• [Given request 1]
In the pytest-split thread, about how long would each group take to run if the 7-way split were optimal?
• [Given request 2]
Retype the part of the pytest-split thread starting at "We have integrated" and ending at "when --splits 10.".

>> start Provided passage

Split results in 0 selected tests, which leads to failed GitHub action

ArnauMunsOrenga commented 3 months ago

Hi,

We have integrated pytest-split as part of our CI pipeline and noticed the following behaviour.

We were running our tests in 7 splits, but after updating the .test_durations script (new tests being added), the 7th split did not select any test. This lead to a failed CI run since all the tests were deselected (see below).

Any idea why this could happen?

We tried to create more splits after this error was raised (increased from 7 to 10) and everything worked fine.

We would like to understand why the 7th split did not select any test when --splits 7 but everything worked well when --splits 10.

Thanks in advance. Your package has become very useful in speeding up our CICD pipelines.

jerry-git commented 3 months ago

Interesting! Probably not an open source repo as you didn't include a link to a GHA run? If it's private, could you share the durations file? The test names can be anonymised. I'd be mainly interested in seeing what kind of duration values there are.

ArnauMunsOrenga commented 3 months ago

@jerry-git thanks for the quick reply. Indeed, the repo is not open source so I can't share the github action run.

These were the different splits:

And this was the durations file for that run: tests_empty_split.txt

Most of the tests are fast, while there are only a few which take more than 5 seconds.

Thank you!

jerry-git commented 2 months ago

Thanks for the data! I think I know what’s up. So, there are a couple of tests which have 10+ seconds duration while around 500/608 tests take 0.01 seconds or less. If the splits (when split to 7) would be optimal, each group would take around 17.92 seconds to run if we’d run all the tests listed in tests_empty_split.txt.

The duration based chunks algo basically takes tests into a single group until optimal time is reached (17.92 seconds in this case). Then it moves to fill the next group. The tests are looped in the same order in which pytest collects them (alphabetical order AFAIK). Same as code here: https://github.com/jerry-git/pytest-split/blob/c7a32727fadb17494f9d5db009dee2cbbc94665e/src/pytest_split/algorithms.py#L109-L118.

>> end Provided passage
>> start Information shown

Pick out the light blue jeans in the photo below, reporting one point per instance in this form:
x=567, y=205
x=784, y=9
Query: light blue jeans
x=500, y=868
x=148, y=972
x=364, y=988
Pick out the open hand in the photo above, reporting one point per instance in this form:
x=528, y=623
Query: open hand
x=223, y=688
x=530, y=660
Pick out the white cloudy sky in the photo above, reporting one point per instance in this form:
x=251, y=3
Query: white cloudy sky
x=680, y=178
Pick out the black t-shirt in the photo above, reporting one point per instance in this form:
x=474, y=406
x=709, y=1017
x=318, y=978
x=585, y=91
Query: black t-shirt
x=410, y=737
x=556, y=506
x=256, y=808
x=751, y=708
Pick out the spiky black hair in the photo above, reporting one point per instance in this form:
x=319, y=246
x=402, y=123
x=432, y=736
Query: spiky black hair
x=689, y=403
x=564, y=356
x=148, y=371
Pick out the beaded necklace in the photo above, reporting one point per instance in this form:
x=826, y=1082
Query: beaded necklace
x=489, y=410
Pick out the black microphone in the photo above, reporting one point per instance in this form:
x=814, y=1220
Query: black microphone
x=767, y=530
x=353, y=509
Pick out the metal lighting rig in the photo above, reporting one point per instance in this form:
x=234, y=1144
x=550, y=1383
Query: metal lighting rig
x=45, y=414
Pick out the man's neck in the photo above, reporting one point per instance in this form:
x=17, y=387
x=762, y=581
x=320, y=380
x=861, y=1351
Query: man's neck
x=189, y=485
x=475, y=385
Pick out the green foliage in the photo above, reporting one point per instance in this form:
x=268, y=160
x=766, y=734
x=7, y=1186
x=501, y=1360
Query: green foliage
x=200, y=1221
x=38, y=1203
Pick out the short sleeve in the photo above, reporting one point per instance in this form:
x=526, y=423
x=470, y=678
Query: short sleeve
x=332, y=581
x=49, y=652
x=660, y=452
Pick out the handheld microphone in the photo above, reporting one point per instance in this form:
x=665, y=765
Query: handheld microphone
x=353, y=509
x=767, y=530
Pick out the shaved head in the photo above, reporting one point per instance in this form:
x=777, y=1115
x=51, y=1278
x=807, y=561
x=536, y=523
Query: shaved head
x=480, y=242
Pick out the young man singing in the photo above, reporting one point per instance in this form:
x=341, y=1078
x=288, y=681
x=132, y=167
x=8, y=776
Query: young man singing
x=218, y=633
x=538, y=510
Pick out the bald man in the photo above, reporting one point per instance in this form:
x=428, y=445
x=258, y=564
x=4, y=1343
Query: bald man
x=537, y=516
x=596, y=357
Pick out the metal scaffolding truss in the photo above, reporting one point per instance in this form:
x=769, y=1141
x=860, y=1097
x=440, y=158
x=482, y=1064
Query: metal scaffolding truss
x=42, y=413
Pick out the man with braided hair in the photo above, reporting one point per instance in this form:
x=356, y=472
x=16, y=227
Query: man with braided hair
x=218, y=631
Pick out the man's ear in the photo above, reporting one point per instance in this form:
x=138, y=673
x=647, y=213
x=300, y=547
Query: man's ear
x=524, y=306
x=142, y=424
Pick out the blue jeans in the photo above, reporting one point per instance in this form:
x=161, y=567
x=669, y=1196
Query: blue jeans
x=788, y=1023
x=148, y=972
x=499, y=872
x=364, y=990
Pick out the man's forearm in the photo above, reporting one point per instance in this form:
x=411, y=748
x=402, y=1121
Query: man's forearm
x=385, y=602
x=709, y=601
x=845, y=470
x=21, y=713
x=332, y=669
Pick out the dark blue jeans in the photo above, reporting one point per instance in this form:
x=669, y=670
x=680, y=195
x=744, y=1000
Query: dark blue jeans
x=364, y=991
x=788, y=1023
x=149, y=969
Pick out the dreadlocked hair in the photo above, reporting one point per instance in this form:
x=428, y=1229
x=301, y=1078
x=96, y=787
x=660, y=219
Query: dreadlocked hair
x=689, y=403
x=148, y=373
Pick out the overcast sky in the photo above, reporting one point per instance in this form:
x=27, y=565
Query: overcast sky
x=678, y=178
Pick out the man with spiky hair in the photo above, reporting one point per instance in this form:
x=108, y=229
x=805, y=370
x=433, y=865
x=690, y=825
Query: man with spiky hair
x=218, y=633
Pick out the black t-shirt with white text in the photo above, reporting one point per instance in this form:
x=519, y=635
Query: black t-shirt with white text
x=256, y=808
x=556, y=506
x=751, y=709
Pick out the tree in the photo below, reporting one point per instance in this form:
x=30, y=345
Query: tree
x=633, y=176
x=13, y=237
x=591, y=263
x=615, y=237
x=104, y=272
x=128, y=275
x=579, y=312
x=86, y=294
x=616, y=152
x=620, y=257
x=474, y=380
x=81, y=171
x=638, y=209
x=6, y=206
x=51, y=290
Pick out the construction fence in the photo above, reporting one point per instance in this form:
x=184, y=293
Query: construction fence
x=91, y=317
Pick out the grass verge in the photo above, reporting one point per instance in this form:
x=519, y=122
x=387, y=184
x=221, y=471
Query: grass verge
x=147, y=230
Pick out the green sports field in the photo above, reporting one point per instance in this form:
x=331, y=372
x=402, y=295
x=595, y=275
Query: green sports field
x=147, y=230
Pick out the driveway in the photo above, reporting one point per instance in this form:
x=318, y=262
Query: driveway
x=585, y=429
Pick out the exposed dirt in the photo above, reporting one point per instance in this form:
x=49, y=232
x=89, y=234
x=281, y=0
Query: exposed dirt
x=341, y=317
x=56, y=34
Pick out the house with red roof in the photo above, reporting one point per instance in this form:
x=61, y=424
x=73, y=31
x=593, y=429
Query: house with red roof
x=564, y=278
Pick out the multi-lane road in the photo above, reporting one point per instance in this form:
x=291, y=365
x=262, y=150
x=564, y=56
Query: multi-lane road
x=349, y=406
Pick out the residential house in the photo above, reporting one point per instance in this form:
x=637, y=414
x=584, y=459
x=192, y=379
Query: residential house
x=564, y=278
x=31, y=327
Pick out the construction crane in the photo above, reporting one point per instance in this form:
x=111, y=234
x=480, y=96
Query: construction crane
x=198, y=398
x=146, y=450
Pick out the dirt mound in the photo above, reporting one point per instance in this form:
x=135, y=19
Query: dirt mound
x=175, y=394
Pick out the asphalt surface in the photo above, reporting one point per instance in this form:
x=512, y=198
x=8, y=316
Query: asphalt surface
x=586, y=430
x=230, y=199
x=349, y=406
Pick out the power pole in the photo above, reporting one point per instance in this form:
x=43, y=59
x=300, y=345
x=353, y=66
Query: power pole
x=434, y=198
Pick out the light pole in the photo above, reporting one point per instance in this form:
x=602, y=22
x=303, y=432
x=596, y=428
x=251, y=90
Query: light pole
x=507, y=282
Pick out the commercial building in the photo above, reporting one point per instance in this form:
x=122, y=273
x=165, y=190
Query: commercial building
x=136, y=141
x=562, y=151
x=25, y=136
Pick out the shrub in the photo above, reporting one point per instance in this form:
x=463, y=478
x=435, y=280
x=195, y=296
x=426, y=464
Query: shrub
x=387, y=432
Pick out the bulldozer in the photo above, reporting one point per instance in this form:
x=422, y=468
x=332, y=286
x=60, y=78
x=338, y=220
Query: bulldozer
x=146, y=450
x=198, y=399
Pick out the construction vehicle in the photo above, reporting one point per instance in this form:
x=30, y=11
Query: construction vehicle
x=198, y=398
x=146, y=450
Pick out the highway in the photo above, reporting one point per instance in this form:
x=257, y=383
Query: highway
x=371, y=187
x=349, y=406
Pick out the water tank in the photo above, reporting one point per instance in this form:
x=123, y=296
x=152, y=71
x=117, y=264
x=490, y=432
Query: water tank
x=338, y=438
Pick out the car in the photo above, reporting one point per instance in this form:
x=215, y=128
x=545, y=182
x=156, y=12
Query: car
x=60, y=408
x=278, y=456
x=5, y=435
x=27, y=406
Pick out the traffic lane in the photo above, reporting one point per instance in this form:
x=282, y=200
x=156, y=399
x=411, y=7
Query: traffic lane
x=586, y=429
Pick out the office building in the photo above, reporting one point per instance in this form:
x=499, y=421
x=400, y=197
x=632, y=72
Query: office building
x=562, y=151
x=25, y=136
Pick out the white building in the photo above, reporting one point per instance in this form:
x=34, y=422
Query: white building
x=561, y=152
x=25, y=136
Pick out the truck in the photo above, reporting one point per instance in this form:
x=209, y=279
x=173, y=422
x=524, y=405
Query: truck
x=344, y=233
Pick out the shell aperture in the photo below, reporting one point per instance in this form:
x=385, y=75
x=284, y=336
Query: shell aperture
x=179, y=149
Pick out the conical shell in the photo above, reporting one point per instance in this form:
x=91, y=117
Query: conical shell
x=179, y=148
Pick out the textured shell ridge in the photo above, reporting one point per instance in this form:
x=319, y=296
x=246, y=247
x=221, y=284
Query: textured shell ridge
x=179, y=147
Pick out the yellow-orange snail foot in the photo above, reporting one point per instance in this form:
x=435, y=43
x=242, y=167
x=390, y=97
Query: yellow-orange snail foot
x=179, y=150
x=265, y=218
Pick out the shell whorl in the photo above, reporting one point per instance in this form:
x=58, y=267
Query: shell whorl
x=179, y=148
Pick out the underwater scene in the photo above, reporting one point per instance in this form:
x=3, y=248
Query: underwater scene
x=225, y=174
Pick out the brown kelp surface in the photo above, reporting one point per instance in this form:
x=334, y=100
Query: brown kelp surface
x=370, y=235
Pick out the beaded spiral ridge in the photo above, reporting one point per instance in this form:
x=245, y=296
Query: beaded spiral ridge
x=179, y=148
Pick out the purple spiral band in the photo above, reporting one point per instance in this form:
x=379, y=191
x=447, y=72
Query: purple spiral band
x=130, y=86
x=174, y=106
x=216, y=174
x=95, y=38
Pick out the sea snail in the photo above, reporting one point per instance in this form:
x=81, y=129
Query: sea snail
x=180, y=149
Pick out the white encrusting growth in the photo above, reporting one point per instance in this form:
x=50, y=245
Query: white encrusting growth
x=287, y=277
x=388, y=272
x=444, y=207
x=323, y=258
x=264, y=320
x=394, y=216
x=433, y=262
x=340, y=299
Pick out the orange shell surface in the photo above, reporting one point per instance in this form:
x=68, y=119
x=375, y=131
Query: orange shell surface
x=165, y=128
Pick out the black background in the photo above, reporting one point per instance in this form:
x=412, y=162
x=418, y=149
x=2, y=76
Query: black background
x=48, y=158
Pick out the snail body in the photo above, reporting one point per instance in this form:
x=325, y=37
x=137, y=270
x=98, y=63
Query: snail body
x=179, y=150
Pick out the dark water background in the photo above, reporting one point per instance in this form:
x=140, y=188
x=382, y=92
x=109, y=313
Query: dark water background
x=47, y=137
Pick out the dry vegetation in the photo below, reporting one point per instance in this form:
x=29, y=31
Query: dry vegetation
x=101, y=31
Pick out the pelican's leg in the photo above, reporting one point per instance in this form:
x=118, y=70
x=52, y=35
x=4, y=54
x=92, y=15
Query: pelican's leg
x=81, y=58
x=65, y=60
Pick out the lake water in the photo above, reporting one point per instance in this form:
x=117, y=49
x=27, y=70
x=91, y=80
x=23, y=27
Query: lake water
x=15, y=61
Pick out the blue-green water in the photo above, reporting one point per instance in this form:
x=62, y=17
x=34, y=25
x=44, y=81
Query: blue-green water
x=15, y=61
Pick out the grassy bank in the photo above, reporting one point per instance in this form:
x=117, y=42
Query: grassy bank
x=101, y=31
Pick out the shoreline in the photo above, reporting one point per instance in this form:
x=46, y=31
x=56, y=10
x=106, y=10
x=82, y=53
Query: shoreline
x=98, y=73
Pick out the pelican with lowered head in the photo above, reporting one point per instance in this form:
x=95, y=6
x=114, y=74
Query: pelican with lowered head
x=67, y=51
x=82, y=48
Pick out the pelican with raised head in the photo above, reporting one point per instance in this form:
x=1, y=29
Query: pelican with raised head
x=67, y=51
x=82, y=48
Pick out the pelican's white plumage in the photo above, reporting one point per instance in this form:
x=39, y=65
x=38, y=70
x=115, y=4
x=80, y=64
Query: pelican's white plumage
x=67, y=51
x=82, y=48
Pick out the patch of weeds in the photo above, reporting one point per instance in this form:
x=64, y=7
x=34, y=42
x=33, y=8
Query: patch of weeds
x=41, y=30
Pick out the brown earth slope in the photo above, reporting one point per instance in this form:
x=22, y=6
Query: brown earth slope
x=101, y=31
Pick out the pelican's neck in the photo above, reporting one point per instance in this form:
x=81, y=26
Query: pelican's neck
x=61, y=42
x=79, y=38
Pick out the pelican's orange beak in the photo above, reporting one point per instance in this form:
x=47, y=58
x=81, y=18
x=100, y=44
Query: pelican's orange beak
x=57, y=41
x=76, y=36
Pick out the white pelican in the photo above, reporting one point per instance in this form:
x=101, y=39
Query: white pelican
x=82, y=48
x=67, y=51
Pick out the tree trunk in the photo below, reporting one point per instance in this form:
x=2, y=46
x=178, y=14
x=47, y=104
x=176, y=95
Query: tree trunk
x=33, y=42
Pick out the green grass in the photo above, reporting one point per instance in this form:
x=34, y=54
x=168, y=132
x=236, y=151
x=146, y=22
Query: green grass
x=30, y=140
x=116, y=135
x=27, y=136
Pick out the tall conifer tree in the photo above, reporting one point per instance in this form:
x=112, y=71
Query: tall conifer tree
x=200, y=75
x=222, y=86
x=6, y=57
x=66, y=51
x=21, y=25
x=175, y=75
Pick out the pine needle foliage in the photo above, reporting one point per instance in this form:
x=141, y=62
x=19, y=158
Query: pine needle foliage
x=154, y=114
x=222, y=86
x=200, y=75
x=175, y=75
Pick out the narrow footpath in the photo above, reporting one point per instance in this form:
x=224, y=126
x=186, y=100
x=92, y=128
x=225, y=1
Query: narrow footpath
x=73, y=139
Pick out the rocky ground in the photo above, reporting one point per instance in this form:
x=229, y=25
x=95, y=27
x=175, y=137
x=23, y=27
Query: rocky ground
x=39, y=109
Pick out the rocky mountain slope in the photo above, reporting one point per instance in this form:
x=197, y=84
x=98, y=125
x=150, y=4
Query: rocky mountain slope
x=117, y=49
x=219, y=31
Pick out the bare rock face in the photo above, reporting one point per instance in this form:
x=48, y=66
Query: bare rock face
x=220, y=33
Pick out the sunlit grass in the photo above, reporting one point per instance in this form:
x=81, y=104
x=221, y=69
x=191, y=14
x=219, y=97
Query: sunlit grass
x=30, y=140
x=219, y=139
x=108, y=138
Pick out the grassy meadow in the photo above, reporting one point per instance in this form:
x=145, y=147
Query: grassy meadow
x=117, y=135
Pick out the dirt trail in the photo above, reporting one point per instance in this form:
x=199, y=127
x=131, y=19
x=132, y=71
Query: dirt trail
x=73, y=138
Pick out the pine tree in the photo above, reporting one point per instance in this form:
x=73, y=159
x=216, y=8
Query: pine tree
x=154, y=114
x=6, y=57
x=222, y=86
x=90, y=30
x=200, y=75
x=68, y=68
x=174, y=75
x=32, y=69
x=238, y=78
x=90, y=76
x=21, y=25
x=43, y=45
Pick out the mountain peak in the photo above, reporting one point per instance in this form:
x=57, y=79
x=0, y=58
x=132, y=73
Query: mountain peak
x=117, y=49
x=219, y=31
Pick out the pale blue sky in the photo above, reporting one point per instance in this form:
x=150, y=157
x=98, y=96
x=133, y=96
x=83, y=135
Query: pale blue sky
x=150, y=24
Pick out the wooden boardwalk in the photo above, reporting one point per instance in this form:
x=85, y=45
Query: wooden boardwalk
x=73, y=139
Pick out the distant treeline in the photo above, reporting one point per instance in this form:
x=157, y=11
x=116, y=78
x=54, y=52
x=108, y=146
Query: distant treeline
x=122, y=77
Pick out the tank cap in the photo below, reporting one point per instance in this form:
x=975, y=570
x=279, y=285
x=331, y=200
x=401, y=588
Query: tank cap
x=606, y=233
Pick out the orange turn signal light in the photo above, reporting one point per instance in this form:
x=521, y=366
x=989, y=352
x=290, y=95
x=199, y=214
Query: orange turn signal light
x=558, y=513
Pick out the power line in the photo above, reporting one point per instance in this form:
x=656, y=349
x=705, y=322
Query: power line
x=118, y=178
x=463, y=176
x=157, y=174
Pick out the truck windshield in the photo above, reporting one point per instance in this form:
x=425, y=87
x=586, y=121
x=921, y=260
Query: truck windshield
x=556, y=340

>> end Information shown

• [Exercise output 1]
Around 17.92 seconds.

• [Exercise output 2]
We have integrated pytest-split as part of our CI pipeline and noticed the following behaviour.

We were running our tests in 7 splits, but after updating the .test_durations script (new tests being added), the 7th split did not select any test. This lead to a failed CI run since all the tests were deselected (see below).

Any idea why this could happen?

We tried to create more splits after this error was raised (increased from 7 to 10) and everything worked fine.

We would like to understand why the 7th split did not select any test when --splits 7 but everything worked well when --splits 10.